start
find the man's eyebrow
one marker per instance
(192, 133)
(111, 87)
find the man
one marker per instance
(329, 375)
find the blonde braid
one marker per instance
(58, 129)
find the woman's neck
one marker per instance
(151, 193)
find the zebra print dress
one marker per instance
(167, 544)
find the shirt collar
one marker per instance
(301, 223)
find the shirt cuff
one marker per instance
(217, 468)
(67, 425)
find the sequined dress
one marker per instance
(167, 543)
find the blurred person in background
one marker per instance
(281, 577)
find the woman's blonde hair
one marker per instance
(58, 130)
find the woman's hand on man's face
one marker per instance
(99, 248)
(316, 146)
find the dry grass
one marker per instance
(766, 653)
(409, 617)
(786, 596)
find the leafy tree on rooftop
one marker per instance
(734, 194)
end
◆ **OBJECTIVE**: Copy the records above word for word, with no changes.

◆ **ANSWER IN FULL**:
find the man's eyebrow
one marker per instance
(192, 133)
(111, 87)
find the man
one marker per instance
(329, 375)
find the blonde braid
one marker per instance
(58, 129)
find the woman's neck
one marker per instance
(151, 193)
find the zebra print dress
one marker per instance
(167, 544)
find the shirt collar
one marker per instance
(301, 223)
find the shirt cuff
one marker per instance
(217, 468)
(67, 425)
find the sequined dress
one marker per instance
(167, 543)
find the blurred person in background
one marker per instance
(281, 577)
find the woman's blonde hair
one marker per instance
(58, 130)
find the woman's hand on man's face
one marker per instance
(99, 248)
(316, 146)
find the dry grass
one marker per instance
(766, 653)
(409, 617)
(786, 596)
find the leafy tree on rooftop
one marker per instance
(734, 194)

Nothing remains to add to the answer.